*Texto de lectura*
+--

Publié : dim. 14 oct. 2018 18:28
par InHocSignoVinces
La Historia no nos ha conservado las primeras conversaciones entre D. Diego con el joven Guzmán; pero fácil es adivinarlas por sus resultados. A los veinticinco años, un alma generosa lo único que busca es encauzar su vida. Lo único que pide al Cielo y a la tierra es una gran causa para entrar a su servicio con grande abnegación; el amor abunda en ella juntamente con la fuerza. Y si esto es así tratándose de un alma que ha recibido su temple de una naturaleza feliz, ¡cuánto más verdad será tratándose de aquella en que el Cristianismo y la naturaleza fluyen al unísono como dos ríos vírgenes de cuyas aguas no se ha desperdiciado una sola gota en vanas pasiones! Sin esfuerzo alguno escucho la conversación habida entre D. Diego y el noble estudiante de Palencia. En pocos momentos le enseñó lo que no se aprende en los libros y en las Universidades: el estado de la lucha entre el bien y el mal en este mundo, las profundas llagas producidas a la Iglesia, la tendencia general de los acontecimientos, y, en fin, todo cuanto forma el nudo secreto de un siglo. Domingo, iniciado en los males de su tiempo por un hombre que los comprendía, sintió, sin duda, la necesidad de aportar el tributo de su cuerpo y de su alma a la cristiandad doliente. Con una mirada tuvo bastante para hacerse cargo de su deber y ocupar su lugar: los vio en el sacerdocio, según la orden de Melquisedec, siguiendo a Jesucristo, único Salvador del mundo, única fuente de toda verdad, de todo bien, de toda gracia, de toda paz, de toda abnegación, y cuyos enemigos son los eternos enemigos del género humano, lleven el nombre que lleven y que hayan adoptado. Vio que este divino sacerdocio, envilecido por manos demasiado indignas, tenía necesidad de ser realzado ante Dios y ante los pueblos, y que únicamente podía serlo por la resurrección de las virtudes apostólicas en aquellos que con ellas se adornaban y a cuyo cargo estaban. El primer paso que hay que dar en toda renovación es que hagamos aquello que queremos hagan los demás; por ello el heredero de los Guzmán consagró su vida a Dios en el cabildo reformado de Osma, bajo la dirección de D. Diego, que era su prior.

+--

*Enunciado*
Copia completo y sin cambios el texto sobre el joven Guzmán y D. Diego. Los registros provienen de otra fuente.

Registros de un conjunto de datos
+--

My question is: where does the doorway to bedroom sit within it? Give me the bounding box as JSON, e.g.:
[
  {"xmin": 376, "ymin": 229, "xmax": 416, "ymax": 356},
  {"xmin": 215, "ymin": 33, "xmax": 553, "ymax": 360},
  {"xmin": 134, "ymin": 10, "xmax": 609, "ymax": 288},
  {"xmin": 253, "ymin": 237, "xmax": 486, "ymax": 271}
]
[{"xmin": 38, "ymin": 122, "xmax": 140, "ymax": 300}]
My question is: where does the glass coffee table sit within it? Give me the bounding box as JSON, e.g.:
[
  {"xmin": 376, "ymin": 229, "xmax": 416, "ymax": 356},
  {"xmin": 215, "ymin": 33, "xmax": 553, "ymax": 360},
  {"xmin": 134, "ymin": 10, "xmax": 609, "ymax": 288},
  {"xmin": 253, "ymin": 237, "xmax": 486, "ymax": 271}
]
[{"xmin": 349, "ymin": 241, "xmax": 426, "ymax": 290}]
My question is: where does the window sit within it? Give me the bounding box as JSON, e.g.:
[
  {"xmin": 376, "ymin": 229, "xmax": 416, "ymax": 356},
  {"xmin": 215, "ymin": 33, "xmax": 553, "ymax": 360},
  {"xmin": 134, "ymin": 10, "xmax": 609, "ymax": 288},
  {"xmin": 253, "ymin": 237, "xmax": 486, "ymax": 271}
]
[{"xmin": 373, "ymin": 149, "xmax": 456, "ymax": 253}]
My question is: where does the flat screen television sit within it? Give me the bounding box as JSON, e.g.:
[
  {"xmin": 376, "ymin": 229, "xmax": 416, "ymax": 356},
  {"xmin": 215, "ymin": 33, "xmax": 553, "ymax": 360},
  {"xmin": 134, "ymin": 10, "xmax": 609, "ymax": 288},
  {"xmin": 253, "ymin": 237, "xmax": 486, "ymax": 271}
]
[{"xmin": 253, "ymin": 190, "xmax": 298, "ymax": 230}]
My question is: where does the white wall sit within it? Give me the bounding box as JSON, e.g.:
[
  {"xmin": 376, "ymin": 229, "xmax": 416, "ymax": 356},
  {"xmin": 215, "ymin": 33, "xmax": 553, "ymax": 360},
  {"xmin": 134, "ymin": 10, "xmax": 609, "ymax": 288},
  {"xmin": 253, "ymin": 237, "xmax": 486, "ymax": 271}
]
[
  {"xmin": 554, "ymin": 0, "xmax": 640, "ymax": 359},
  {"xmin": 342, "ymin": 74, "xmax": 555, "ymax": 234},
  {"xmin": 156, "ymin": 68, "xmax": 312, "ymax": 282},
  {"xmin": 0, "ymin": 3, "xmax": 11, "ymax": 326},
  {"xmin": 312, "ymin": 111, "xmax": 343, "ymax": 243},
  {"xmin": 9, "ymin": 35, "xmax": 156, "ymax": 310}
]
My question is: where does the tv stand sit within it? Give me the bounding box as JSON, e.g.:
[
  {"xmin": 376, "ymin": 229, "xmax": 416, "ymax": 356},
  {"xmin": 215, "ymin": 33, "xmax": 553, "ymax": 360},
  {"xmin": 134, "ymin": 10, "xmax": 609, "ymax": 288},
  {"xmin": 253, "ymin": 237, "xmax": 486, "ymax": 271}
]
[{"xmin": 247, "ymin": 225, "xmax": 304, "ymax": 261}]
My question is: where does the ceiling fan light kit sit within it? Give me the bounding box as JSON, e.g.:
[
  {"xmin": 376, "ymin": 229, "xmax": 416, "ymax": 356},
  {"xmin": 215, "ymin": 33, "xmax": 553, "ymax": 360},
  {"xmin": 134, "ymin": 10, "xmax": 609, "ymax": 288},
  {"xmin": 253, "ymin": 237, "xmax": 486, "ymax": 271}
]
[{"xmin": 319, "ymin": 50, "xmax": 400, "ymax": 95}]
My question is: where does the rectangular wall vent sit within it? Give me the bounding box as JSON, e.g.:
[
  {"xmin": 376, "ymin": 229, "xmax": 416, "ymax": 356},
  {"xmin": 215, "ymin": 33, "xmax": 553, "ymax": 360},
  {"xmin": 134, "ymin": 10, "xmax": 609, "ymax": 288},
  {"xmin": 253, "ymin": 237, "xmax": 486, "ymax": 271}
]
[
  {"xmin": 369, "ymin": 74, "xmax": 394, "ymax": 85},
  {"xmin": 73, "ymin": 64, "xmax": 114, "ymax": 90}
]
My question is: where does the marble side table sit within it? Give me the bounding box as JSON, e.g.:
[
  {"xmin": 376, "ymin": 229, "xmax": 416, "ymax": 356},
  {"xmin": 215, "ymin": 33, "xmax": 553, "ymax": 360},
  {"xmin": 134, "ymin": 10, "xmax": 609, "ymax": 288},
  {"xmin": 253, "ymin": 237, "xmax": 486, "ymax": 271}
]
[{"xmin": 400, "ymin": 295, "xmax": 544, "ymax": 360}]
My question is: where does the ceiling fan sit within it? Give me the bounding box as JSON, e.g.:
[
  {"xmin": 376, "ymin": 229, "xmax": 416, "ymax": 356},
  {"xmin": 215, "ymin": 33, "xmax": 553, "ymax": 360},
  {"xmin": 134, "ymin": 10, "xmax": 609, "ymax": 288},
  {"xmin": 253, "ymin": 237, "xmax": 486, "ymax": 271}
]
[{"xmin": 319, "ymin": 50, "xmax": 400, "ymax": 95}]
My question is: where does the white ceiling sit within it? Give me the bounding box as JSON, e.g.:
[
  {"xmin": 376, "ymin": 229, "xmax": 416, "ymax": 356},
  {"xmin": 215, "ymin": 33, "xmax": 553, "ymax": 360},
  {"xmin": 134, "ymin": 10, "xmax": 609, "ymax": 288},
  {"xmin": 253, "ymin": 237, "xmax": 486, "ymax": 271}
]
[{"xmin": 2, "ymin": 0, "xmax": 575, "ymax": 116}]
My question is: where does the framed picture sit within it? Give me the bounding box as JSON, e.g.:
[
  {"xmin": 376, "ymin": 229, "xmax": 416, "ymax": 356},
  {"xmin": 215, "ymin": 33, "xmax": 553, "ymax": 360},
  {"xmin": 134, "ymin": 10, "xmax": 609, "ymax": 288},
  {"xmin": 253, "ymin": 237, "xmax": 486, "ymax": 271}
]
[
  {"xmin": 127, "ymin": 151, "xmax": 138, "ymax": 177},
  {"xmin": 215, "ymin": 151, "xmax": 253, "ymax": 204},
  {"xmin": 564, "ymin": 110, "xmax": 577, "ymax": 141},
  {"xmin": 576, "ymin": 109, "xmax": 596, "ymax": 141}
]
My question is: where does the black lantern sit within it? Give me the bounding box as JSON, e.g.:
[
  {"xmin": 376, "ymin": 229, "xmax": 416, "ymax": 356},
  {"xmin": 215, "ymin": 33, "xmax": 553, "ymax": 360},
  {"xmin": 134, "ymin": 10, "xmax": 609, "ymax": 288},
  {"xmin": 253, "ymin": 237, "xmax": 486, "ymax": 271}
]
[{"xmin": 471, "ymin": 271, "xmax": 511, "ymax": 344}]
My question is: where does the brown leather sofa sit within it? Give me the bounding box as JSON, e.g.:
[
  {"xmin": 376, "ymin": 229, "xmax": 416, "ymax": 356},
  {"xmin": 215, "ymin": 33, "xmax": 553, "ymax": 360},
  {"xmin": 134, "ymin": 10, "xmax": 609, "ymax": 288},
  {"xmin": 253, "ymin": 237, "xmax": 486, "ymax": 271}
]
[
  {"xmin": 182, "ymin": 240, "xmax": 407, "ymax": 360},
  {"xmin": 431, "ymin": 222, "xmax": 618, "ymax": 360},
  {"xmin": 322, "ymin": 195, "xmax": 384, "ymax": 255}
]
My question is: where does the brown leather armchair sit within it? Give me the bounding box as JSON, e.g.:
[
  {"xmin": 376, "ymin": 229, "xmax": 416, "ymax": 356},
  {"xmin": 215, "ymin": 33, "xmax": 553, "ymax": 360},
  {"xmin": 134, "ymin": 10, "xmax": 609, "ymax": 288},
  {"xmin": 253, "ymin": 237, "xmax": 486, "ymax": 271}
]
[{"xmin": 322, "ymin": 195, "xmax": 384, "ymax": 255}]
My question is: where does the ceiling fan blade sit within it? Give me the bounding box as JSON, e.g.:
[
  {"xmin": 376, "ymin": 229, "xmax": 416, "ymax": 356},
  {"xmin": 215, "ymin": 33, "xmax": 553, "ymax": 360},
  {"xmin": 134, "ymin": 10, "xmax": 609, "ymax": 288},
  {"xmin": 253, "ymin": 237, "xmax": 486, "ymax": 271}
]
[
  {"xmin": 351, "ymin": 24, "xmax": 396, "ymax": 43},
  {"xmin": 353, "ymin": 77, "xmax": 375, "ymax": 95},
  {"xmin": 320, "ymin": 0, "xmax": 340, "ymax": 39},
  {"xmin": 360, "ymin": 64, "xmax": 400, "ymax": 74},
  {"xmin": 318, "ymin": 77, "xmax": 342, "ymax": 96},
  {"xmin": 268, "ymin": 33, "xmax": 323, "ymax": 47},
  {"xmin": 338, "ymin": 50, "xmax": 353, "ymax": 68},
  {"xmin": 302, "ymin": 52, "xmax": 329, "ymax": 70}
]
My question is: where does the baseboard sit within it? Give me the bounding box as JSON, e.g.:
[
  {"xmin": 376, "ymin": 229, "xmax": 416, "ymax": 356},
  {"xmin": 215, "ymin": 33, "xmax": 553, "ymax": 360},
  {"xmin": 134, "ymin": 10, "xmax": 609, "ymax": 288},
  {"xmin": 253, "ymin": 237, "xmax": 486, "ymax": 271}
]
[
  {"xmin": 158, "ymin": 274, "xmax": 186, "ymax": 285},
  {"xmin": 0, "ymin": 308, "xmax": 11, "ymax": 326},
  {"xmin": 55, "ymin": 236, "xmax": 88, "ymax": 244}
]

+--

*Resultado*
Publié : dim. 14 oct. 2018 18:28
par InHocSignoVinces
La Historia no nos ha conservado las primeras conversaciones entre D. Diego con el joven Guzmán; pero fácil es adivinarlas por sus resultados. A los veinticinco años, un alma generosa lo único que busca es encauzar su vida. Lo único que pide al Cielo y a la tierra es una gran causa para entrar a su servicio con grande abnegación; el amor abunda en ella juntamente con la fuerza. Y si esto es así tratándose de un alma que ha recibido su temple de una naturaleza feliz, ¡cuánto más verdad será tratándose de aquella en que el Cristianismo y la naturaleza fluyen al unísono como dos ríos vírgenes de cuyas aguas no se ha desperdiciado una sola gota en vanas pasiones! Sin esfuerzo alguno escucho la conversación habida entre D. Diego y el noble estudiante de Palencia. En pocos momentos le enseñó lo que no se aprende en los libros y en las Universidades: el estado de la lucha entre el bien y el mal en este mundo, las profundas llagas producidas a la Iglesia, la tendencia general de los acontecimientos, y, en fin, todo cuanto forma el nudo secreto de un siglo. Domingo, iniciado en los males de su tiempo por un hombre que los comprendía, sintió, sin duda, la necesidad de aportar el tributo de su cuerpo y de su alma a la cristiandad doliente. Con una mirada tuvo bastante para hacerse cargo de su deber y ocupar su lugar: los vio en el sacerdocio, según la orden de Melquisedec, siguiendo a Jesucristo, único Salvador del mundo, única fuente de toda verdad, de todo bien, de toda gracia, de toda paz, de toda abnegación, y cuyos enemigos son los eternos enemigos del género humano, lleven el nombre que lleven y que hayan adoptado. Vio que este divino sacerdocio, envilecido por manos demasiado indignas, tenía necesidad de ser realzado ante Dios y ante los pueblos, y que únicamente podía serlo por la resurrección de las virtudes apostólicas en aquellos que con ellas se adornaban y a cuyo cargo estaban. El primer paso que hay que dar en toda renovación es que hagamos aquello que queremos hagan los demás; por ello el heredero de los Guzmán consagró su vida a Dios en el cabildo reformado de Osma, bajo la dirección de D. Diego, que era su prior.